In the forum thread, how long was the disaster recovery project completed in after the consultant was brought in?

*** TEXT TO READ

Yes, that's exactly what they are paying you for.

We had a disaster recovery project that sat on a todo list for 6 years. It got
passed around from person to person, discussed at every other meeting we had,
but nobody ever did a single thing about it. We brought in a consultant who
did no magic other than delegating tasks to a few people, and the project was
completed in 4 months.

We paid a guy to come in and tell us what we already knew we had to do. I'm
not sure if we did it because now we were spending money on it, and it'd be
wasteful not to follow.

------
Jare
"A good rule of thumb is: if a client can just reply “sounds good” to your
email, you’re right on"

Fantastic summary and advice. I try to apply this not just at work but also
when proposing activities with friends and family.

------
at-fates-hands
As someone who spent a fair deal of time in sales, this is the worst thing you
can do to close an email.

You're essentially saying, "If you need me, contact me." and allowing the
client to just opt out of working with you.

In sales, you always had to have a path where you want to lead the client.

******
*** EXTRACTED ENTRIES

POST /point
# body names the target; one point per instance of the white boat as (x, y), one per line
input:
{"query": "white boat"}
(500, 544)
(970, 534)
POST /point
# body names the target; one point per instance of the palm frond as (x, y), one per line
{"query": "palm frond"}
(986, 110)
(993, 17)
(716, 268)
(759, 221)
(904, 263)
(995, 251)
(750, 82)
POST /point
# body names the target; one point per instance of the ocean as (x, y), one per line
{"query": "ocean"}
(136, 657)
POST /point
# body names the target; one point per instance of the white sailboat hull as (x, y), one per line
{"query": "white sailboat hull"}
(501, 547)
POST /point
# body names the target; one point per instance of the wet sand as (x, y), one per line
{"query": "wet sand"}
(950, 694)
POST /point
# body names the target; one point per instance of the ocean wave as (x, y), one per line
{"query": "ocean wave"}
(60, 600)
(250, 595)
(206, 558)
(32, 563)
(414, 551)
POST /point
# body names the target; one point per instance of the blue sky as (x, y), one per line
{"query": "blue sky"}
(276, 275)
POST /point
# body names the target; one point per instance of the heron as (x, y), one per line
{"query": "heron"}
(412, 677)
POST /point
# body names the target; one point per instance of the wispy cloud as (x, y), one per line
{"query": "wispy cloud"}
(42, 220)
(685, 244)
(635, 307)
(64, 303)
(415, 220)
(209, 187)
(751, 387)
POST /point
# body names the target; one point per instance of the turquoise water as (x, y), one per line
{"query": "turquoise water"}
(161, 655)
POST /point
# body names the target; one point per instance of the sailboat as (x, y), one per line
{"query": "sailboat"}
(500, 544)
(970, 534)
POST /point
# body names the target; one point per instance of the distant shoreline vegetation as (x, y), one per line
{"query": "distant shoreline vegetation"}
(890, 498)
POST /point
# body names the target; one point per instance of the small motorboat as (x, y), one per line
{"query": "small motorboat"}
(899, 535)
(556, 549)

******

## COMPLETE RESPONSE
4 months.